- [Document passage]
+--

Introducing Kai-Bench: Live Model Benchmarking

We're making KAI's internal model evaluations public. Kai-Bench is a live benchmark that tests LLM model configurations against real smart contract bounties on cantina.xyz and shows you the results.

What You'll See

The benchmark tracks an end-to-end exploit pipeline: how many candidate vulnerabilities each model configuration generates, how many survive verification, how many get approved, and how much bounty they've earned. Real code, real bounties, real money.

Leaderboard

The leaderboard ranks model configurations by a composite score. Sort by candidates, verified exploits, approved findings, or total bounty earned. A cumulative chart shows how each configuration performs over time. Toggle between verified exploit count and bounty earned.

Model Details

Click any configuration to see its full breakdown: which repositories it was tested against, per-repo exploit counts, and the actual vulnerabilities it discovered. Bounty-earning exploits show full details including severity, reasoning, and the suggested fix diff. Verified exploits that haven't earned bounty yet are shown redacted until submission.

Why We Built This

Choosing the right model matters. Different LLM configurations produce dramatically different results on security tasks. Kai-Bench gives you (and us) a transparent, continuously updated view of which models actually find real bugs in production code.

+--

- [How to complete this task] Please reproduce the part of the Kai-Bench announcement that begins at the words "The benchmark tracks" and stops after "and bounty earned.", word for word.

- [Dataset excerpt]

+--

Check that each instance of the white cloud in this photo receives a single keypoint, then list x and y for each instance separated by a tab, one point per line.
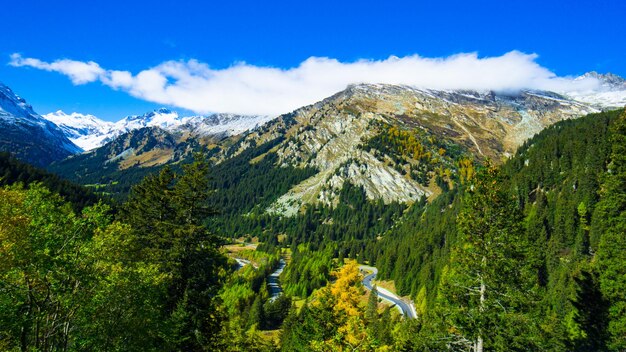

+--

- [Exercise output]
The benchmark tracks an end-to-end exploit pipeline: how many candidate vulnerabilities each model configuration generates, how many survive verification, how many get approved, and how much bounty they've earned. Real code, real bounties, real money.

Leaderboard

The leaderboard ranks model configurations by a composite score. Sort by candidates, verified exploits, approved findings, or total bounty earned. A cumulative chart shows how each configuration performs over time. Toggle between verified exploit count and bounty earned.